_To do_
(a) In the passage about the Bob's Burgers episode "An Indecent Thanksgiving Proposal," who improvised "The Thanksgiving Song" during recording?
(b) Please extend the passage about the Bob's Burgers episode "An Indecent Thanksgiving Proposal," picking up after its final sentence.
*** Selected passage Section Begins ***
The episode features a song entitled "The Thanksgiving Song", which is sung by the character Linda Belcher over the episode's ending credits. John Roberts, who voices Linda, improvised the entire song during the episode's recording. The Bob's Burgers writing staff later named it their fourth favorite song from the series. On November 16, 2012, American indie rock band The National released a slower, more downbeat cover of the song on New York magazine's website Vulture, having been approached by the producers of Bob's Burgers to record a re-worked version. The following year, The National contributed a version of the song "Sailors in Your Mouth" for the fourth season Thanksgiving special "Turkey in a Can".

==Reception==
"An Indecent Thanksgiving Proposal" first aired in the United States on November 18, 2012, on Fox, as a part of the Animation Domination programming block. The episode was watched by 3.94 million viewers and received a 1.8/4 Nielsen rating in the 18–49 demographic, becoming the fourth most-watched program of the Animation Domination block for the night.
*** Selected passage Section Ends ***
*** Raw data Section Begins ***
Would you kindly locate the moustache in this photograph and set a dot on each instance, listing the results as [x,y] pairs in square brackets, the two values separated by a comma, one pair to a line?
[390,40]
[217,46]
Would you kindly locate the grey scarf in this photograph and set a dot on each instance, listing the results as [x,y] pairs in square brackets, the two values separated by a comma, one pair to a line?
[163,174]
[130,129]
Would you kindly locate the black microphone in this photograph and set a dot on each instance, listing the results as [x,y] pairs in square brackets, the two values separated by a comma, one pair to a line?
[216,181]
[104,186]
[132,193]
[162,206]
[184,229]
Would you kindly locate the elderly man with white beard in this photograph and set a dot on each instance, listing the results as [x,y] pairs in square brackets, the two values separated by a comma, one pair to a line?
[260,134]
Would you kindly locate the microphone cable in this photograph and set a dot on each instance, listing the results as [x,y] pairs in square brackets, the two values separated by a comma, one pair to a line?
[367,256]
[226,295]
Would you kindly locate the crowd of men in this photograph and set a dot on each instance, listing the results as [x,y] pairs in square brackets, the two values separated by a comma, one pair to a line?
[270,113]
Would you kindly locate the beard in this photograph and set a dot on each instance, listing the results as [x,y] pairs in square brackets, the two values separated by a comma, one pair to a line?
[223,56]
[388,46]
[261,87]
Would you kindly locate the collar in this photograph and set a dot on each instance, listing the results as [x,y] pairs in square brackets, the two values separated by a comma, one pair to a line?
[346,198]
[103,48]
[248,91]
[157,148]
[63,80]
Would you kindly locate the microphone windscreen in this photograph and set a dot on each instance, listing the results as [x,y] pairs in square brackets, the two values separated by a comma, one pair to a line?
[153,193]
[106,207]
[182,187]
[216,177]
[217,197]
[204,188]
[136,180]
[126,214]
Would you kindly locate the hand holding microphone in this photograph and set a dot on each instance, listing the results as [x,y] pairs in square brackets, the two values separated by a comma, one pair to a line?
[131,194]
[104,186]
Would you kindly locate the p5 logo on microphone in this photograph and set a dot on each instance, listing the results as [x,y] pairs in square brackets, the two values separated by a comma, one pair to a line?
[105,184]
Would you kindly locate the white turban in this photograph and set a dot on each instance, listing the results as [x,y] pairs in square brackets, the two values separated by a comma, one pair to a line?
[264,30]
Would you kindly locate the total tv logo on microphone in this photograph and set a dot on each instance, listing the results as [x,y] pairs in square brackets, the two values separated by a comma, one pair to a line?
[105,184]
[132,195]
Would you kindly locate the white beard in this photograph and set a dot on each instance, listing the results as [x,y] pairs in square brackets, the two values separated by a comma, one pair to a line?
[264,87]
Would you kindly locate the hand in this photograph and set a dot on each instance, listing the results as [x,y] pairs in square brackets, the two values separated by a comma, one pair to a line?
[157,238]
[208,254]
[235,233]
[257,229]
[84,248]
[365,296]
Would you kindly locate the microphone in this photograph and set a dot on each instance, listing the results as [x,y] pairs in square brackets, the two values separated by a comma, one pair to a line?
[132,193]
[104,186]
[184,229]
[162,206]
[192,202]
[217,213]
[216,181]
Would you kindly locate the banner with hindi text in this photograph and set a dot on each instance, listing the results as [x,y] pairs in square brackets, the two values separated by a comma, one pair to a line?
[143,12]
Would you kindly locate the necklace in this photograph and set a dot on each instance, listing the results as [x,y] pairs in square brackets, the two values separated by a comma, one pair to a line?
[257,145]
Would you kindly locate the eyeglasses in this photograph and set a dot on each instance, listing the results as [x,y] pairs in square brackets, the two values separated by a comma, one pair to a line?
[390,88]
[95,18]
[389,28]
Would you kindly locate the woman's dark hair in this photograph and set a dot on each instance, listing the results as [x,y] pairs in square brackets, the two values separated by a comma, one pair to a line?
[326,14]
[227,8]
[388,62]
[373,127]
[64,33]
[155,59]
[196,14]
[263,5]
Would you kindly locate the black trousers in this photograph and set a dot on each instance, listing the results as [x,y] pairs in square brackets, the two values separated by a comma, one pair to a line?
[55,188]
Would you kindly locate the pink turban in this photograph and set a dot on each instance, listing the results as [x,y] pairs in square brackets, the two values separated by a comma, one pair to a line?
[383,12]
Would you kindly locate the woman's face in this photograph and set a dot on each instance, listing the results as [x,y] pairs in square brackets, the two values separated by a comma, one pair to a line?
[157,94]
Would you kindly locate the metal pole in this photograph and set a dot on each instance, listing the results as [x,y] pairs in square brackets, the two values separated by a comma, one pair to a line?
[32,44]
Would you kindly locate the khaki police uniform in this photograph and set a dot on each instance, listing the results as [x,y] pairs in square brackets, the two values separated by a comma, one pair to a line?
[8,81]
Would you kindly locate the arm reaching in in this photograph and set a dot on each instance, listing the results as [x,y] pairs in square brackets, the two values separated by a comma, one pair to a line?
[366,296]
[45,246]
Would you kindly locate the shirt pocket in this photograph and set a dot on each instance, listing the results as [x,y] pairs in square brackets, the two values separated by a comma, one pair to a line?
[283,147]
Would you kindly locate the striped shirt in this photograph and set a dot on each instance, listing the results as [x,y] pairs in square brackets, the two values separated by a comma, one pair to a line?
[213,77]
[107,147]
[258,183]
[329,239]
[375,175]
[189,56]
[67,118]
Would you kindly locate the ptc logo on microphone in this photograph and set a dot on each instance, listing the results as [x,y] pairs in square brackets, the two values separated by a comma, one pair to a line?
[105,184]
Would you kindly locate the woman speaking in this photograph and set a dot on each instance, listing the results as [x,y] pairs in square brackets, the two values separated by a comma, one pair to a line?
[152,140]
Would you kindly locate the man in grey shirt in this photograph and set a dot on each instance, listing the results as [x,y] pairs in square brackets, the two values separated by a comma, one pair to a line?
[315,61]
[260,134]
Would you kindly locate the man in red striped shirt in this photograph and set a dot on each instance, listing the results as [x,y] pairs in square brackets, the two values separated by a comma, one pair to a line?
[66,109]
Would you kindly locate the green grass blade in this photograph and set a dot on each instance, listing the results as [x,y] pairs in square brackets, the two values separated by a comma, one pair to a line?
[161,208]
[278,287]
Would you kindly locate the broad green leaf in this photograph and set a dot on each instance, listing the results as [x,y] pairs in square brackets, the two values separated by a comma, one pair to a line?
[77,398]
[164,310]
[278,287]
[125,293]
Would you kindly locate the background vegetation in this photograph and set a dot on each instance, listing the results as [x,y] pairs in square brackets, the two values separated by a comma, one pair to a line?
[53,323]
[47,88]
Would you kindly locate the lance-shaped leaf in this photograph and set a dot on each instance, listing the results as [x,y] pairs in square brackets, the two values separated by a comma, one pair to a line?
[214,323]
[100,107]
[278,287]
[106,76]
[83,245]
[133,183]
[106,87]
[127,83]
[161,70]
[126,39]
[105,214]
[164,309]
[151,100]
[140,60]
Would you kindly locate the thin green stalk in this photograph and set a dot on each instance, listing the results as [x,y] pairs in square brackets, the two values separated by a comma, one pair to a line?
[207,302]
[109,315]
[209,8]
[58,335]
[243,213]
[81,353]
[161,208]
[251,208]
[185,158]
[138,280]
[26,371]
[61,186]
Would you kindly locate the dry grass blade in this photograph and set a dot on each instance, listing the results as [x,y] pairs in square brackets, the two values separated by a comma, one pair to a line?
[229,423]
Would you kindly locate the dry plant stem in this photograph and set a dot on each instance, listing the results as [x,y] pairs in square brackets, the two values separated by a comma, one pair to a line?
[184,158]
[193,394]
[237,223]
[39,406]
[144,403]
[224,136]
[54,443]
*** Raw data Section Ends ***
_Results by task_
(a) John Roberts, who voices Linda Belcher.

(b)
Rowan Kaiser of The A.V. Club gave the episode an A− grade, stating that the episode followed The Simpsons "great model for how to both subvert and respect common television tropes" in holiday specials. Kaiser opined that episode contained influences of "great Simpsons [holiday] episodes", citing "Bob's obliviousness to his family's ambivalence toward something he loves, his caddishness when he doesn't get what he wants, the family's easy corruptibility, and the resolution of them embracing their weirdness over that corruption" as recognizable examples. Jen Johnson, writing for Den of Geek, felt that "An Indecent Thanksgiving Proposal" was "not one of the [series'] funnier episodes" but was nonetheless "funny in a twisted sort of way", praising how the Thanksgiving theme was carried out.